## TEXT EXTRACT

Last Week's New Yorker Review: đŸŒ± The Weekend Special (May 25)

The Weekend Special

Pieces are given up to three
Boyles (for fiction), Harrimans (for essays), or Parkers (for random picks). As with restaurant stars, even one Boyle, Harriman, or Parker indicates a generally positive review.

I usually send out two editions of the weekend special for double-issue weeks but because there’s no new Fiction and I put the Weekend Essay in the regular edition, I’m gonna just skip a week.

đŸŒ± Fiction

“Fairy Pools” by Patricia Lockwood. Three Boyles. language, landscape, later. Embodies the beginnings of a breakdown of internal communication, sparked by an unreliable gut – a condition I’ve experienced myself – in such an unassuming way one assumes at first it is style, or affect. (Well, and maybe there’s no difference.) This is less likely to make you sob than Lockwood’s astonishing previous effort in the magazine, but this story’s simultaneous restraint and fractal relationship to meaning-making lend it a wide and sonorous quality. The feeling that identity formation is a fragile thing, tipsy on a sandy foundation, is possibly encouraged, or at least rendered hallucinatory, by the conditions of contemporary life. But Lockwood’s ability to render this definitionally incommunicable state by strange proxy, putting together words that don’t say what they do say, makes her one of the very few writers who actually earn the tag postmodern. And it’s very funny, too; not in the self-consciously dry way of so much contemporary writing but instead in a loopy, smiling-at-no-joke way that is far more intriguing. Having just emerged from a silent meditation retreat at which I continually struggled to make meaning from the chaos of internality, rereading this story filled me with breath.

## GIVEN TASK 1
From the New Yorker review, reproduce the passage that begins at the words "Pieces are given" and stops after the words "skip a week.".
## GIVEN TASK 2
Summarize the New Yorker review in two sentences.

## ENTRIES SUPPLIED
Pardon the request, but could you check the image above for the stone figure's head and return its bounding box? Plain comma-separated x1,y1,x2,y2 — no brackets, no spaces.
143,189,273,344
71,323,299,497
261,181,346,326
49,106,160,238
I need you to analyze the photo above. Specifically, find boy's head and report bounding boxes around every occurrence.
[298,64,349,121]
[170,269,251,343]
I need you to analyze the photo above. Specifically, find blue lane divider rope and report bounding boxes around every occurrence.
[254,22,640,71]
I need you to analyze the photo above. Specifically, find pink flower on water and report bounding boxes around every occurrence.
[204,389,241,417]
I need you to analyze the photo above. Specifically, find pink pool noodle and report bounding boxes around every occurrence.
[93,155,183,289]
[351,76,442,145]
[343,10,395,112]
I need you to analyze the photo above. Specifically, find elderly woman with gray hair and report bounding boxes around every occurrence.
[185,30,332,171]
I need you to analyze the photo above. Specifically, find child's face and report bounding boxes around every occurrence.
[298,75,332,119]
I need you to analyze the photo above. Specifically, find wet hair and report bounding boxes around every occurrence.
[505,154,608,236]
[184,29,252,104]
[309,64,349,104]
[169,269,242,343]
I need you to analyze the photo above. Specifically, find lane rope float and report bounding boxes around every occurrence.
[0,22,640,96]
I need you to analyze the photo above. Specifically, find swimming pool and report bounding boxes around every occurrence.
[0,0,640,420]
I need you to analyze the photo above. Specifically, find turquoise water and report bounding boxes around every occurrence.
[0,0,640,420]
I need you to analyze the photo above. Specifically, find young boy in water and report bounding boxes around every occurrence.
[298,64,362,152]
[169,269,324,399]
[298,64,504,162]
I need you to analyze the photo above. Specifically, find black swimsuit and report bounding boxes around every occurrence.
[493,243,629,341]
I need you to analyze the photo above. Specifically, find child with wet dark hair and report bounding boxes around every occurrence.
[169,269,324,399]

## FULL RESPONSE 1
Pieces are given up to three
Boyles (for fiction), Harrimans (for essays), or Parkers (for random picks). As with restaurant stars, even one Boyle, Harriman, or Parker indicates a generally positive review.

I usually send out two editions of the weekend special for double-issue weeks but because there’s no new Fiction and I put the Weekend Essay in the regular edition, I’m gonna just skip a week.

## FULL RESPONSE 2
The weekend special skips its second edition this double-issue week because there's no new fiction, and it gives Patricia Lockwood's story "Fairy Pools" three Boyles. The review praises how the story quietly embodies the beginnings of a breakdown of internal communication sparked by an unreliable gut, calls Lockwood one of the very few writers who earn the tag postmodern, and finds the story very funny in a loopy way.